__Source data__
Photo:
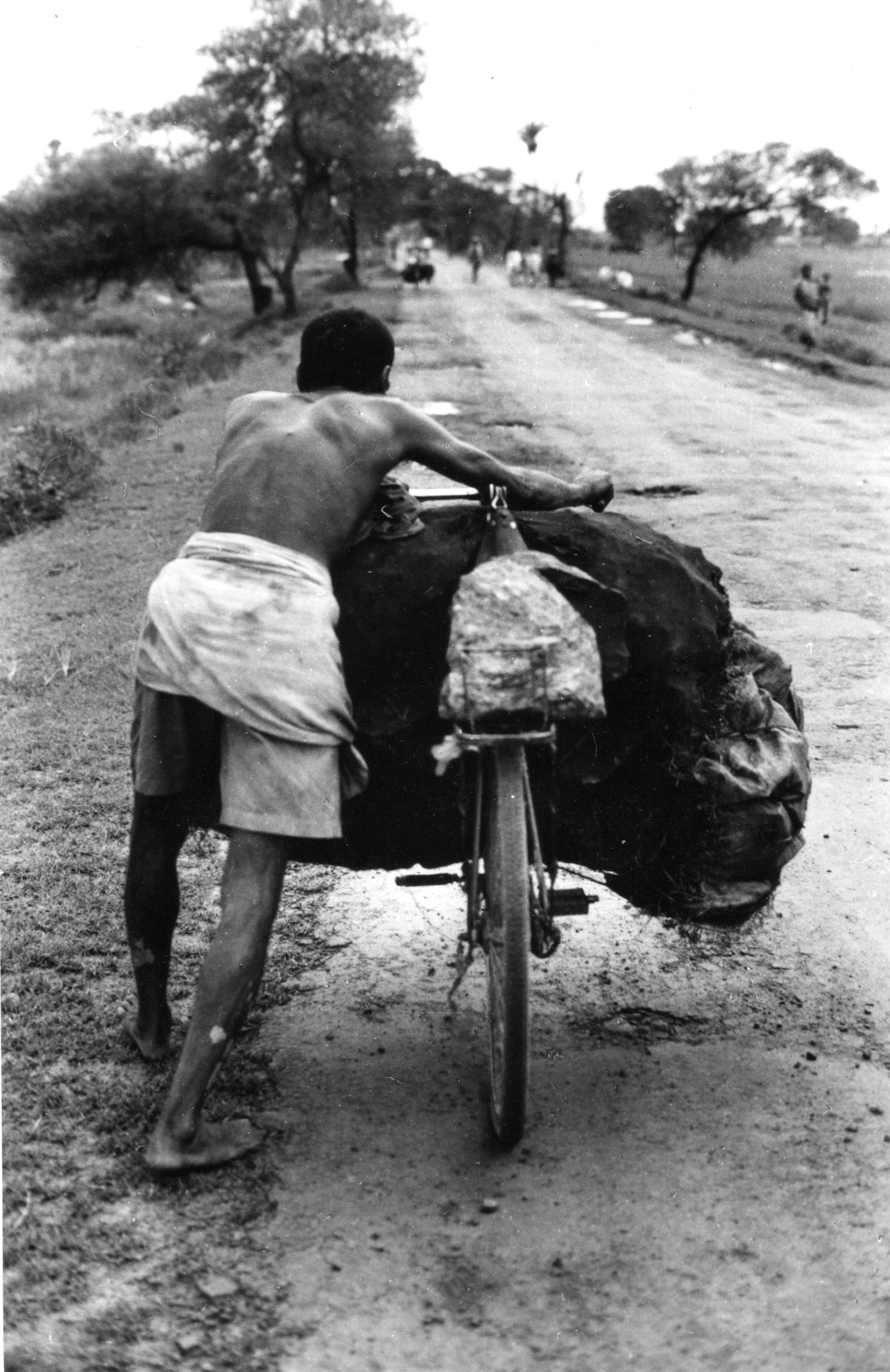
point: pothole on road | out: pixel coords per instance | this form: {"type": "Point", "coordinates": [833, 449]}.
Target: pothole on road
{"type": "Point", "coordinates": [642, 1024]}
{"type": "Point", "coordinates": [666, 491]}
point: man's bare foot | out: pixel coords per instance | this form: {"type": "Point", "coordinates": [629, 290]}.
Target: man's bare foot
{"type": "Point", "coordinates": [212, 1146]}
{"type": "Point", "coordinates": [154, 1045]}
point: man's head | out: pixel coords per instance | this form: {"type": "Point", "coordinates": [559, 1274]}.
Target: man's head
{"type": "Point", "coordinates": [349, 349]}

__WORK TO COMPLETE__
Return the line that contains "point: man's head" along with every line after it through the end of the entries, exactly, adding nothing.

__ANSWER TO THE EXERCISE__
point: man's head | out: pixel coords per instance | this form: {"type": "Point", "coordinates": [559, 1274]}.
Target: man's head
{"type": "Point", "coordinates": [349, 349]}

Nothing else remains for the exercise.